If you’re a soon-to-be nursing student (or know a nursing student) you may be scouring the internet or asking friends and coworkers what a nursing school supplies a student really needs. With these 15 items, you will be set with the supplies you need to rock the heck out of nursing school! This post may contain affiliate links, which help support this site!
1) Comfortable shoes
This goes without saying, but you’d be surprised how difficult it is to find shoes that function at the level of comfort required by a nurse. What you used to think were comfortable shoes, will possibly fail miserably after standing for hours and hours on end. Sadly, most schools require white shoes for reasons that are completely unknown to anyone but nursing school administrators…so finding white shoes that are comfortable and not hideous can be quite a challenge! The Nerdy Nurse has a list of options for women, and most guys simply wear white sneakers. Sorry, guys.
Unless you are planning to go into a cardiac unit, you probably don’t need a cardiac stethoscope. Yes, they are cool…and yes, they afford you bragging rights with your fellow students. But they are EXPENSIVE, and stethoscopes are one thing that often get lost, misplaced, loaned out and generally stolen. Get a decent one, but don’t break the bank. If you land that dream job in the CVICU, then by all means buck up for the fancy version. A Littmann Master Classic II is a great middle-of-the road steth that will serve you well for years to come (put your name on it!)
You will be surprised how often you need a handy little pair of scissors. You will also be surprised how often one of the nurses you’re working with will need to borrow them. Get a pair that you can easily identify (like these…or these) and put your name on them as well. If you are dreaming of working in ED, then get the trauma scissors. Otherwise, the smaller size works great.
Hemostats are easily the most-used item in a nurse’s tool kit. You will use hemostats multiple times a day to unscrew super tight IV lines, to get those darn fentanyl bags off their spikes, to clamp foleys so you can obtain urine samples, to get the metal cap off a bottle of Precedex…the list goes on. If you are clamping a foley and only have a hemostat with teeth, by all means please put some gauze or something between the teeth and the plastic so you don’t poke holes and make a giant mess. Check them out here!
5) Electronic reference guide
Yes, you could haul around a drug guide and lab manual everywhere you go, but having them on your phone is so much easier. Besides, you’ll be carrying around enough stuff as it is! Skyscape is easily the leader in electronic reference guides…they have tons of options for nurses and students including a drug guide that includes all the information you’ll need for your clinical write-ups. While you’re there, check out some of the freebies that come with their app. Students love freebies!

## [Work task A]
List each task that the post on nursing school supplies says hemostats are used for.
## [Work task B]
In the post on nursing school supplies, repeat the passage from "If you’re a" up to and including "support this site!".

## [Data provided]
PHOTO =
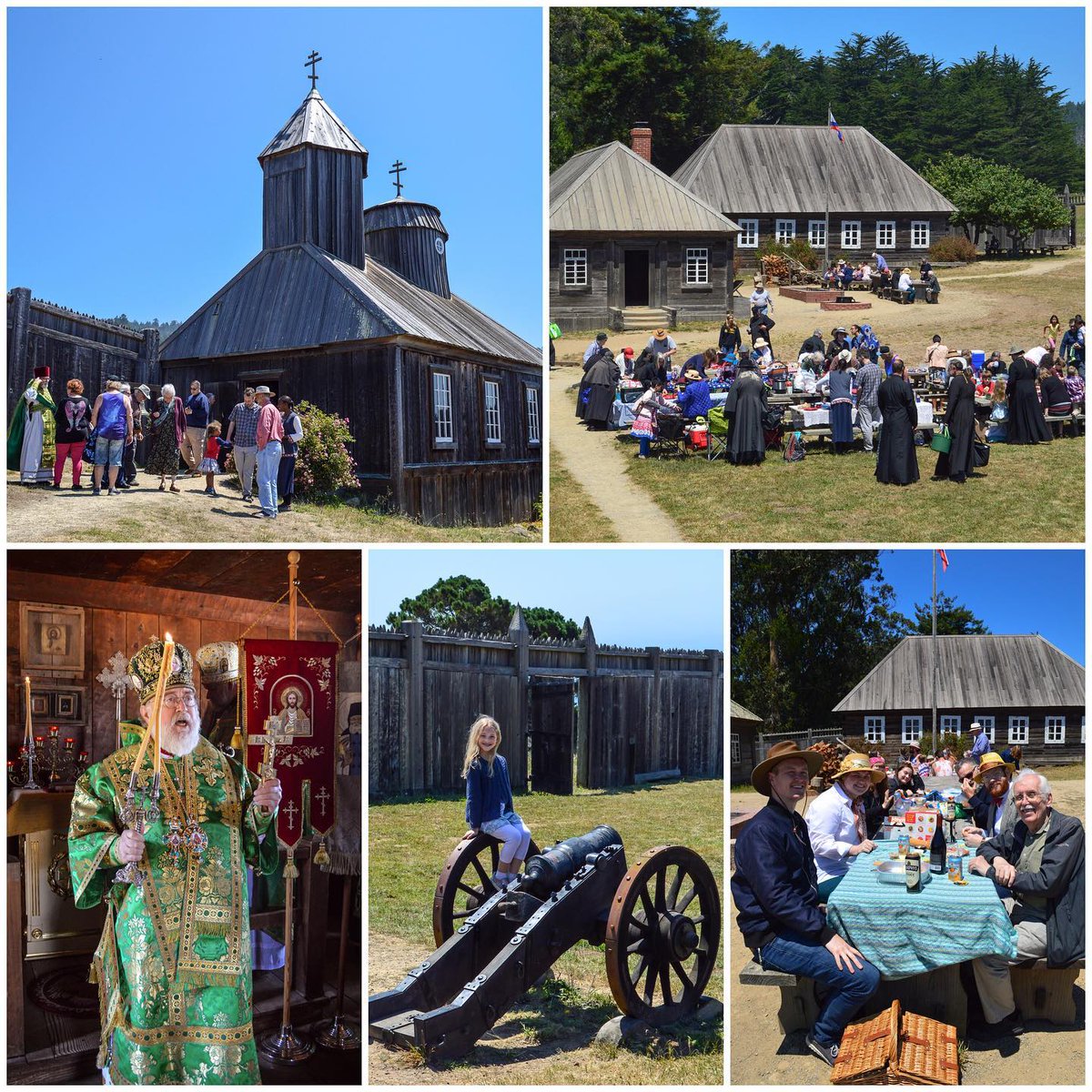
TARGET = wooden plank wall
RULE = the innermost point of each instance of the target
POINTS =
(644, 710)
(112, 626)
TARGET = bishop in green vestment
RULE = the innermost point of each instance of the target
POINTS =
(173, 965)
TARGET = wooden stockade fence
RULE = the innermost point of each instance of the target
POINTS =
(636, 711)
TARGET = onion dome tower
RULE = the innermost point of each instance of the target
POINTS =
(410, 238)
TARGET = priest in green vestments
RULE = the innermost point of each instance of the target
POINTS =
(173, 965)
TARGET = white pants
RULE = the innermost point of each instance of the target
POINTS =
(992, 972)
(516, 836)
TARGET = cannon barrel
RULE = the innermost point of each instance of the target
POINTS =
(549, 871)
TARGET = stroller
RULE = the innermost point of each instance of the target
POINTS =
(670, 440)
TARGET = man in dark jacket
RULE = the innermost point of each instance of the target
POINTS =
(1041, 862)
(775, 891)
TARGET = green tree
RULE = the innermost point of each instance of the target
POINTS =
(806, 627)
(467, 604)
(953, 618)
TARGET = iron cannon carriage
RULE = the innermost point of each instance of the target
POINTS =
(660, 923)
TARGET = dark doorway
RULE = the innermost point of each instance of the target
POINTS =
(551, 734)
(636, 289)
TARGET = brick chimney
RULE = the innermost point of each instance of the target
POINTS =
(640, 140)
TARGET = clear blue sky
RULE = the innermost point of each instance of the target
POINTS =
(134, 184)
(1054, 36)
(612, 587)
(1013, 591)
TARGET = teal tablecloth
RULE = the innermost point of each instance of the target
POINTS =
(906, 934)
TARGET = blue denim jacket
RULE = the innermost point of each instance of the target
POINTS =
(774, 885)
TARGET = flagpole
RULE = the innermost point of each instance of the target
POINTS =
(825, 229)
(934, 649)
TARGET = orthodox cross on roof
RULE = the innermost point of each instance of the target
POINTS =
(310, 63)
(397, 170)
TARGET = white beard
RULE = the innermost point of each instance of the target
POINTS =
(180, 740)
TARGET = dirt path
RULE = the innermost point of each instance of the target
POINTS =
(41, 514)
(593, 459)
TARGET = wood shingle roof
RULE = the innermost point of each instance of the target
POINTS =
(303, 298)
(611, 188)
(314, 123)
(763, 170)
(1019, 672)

==

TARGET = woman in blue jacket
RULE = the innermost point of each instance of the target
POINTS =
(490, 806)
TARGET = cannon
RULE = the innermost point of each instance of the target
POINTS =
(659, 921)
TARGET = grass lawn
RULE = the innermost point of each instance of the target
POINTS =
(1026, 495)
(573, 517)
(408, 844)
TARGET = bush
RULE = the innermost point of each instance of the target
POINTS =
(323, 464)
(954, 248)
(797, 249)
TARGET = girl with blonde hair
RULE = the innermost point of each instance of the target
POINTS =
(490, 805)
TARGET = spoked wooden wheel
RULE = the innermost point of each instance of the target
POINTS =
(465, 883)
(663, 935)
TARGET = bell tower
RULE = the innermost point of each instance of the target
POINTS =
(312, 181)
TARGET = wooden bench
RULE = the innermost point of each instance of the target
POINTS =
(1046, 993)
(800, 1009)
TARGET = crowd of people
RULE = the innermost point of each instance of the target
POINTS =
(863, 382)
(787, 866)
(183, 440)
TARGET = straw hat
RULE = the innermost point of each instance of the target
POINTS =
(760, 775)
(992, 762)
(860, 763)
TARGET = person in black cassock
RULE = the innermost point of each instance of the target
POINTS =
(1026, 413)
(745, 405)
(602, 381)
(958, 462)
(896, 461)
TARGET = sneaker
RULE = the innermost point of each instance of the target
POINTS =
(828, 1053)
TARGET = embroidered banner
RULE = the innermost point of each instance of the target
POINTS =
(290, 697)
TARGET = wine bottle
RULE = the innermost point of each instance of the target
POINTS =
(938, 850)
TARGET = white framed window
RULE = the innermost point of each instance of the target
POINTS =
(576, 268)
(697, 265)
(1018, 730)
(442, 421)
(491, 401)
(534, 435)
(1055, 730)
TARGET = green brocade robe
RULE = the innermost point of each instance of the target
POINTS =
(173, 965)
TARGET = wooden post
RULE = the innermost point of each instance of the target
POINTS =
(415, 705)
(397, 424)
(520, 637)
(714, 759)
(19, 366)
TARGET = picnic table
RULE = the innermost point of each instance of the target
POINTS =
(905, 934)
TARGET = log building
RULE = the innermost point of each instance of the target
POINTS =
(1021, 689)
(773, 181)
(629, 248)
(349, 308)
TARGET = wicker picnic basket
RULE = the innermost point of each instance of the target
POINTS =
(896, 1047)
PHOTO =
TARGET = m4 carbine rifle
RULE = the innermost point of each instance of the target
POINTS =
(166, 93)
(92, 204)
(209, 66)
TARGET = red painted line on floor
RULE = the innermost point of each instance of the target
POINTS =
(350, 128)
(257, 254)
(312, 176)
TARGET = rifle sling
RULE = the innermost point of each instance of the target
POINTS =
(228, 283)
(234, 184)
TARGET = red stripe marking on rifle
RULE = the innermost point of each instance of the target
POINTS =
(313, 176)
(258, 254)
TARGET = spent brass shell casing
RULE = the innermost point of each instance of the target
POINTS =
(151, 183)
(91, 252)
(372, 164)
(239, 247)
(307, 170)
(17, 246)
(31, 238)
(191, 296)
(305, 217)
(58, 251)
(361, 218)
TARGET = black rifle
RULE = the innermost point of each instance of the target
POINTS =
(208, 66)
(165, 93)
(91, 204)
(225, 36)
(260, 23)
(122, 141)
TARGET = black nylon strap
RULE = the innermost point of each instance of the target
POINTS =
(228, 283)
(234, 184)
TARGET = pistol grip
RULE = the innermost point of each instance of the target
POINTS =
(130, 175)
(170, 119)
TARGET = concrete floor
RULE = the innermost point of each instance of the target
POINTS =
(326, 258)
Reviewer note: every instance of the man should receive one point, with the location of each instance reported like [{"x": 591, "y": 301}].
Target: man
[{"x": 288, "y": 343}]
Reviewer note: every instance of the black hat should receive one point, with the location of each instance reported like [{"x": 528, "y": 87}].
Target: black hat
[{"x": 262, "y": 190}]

==

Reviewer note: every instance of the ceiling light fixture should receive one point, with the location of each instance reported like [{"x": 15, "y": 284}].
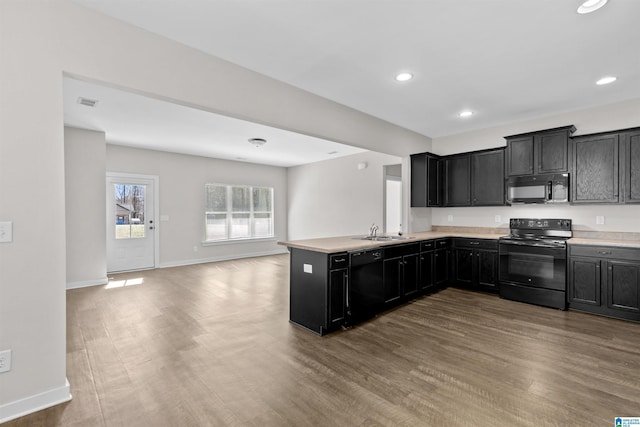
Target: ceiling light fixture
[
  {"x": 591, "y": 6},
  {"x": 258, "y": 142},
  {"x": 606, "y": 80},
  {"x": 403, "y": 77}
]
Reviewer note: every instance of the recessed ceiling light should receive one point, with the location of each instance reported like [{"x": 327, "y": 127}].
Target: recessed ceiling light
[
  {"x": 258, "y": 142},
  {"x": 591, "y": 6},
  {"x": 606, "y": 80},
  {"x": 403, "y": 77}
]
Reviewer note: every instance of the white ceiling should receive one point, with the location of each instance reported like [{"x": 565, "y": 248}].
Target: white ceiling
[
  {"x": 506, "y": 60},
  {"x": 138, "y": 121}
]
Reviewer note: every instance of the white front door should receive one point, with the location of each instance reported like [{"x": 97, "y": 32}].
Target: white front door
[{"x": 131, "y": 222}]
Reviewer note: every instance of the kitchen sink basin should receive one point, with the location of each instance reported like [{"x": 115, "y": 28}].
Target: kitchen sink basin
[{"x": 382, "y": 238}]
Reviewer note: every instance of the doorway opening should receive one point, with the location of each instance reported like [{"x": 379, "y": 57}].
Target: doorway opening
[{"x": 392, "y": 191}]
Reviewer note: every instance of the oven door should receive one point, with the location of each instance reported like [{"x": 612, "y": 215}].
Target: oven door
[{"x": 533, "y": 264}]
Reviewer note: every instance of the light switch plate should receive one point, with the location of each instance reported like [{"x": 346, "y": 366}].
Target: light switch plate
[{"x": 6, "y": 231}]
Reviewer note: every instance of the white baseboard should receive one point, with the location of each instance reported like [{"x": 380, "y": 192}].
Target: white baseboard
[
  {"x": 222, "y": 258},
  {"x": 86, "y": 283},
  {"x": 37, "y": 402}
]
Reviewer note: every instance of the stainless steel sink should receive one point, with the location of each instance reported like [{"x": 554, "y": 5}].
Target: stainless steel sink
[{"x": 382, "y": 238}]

## [Expected output A]
- Unscrewing super tight IV lines
- Getting fentanyl bags off their spikes
- Clamping foleys to obtain urine samples
- Getting the metal cap off a bottle of Precedex

## [Expected output B]
If you’re a soon-to-be nursing student (or know a nursing student) you may be scouring the internet or asking friends and coworkers what a nursing school supplies a student really needs. With these 15 items, you will be set with the supplies you need to rock the heck out of nursing school! This post may contain affiliate links, which help support this site!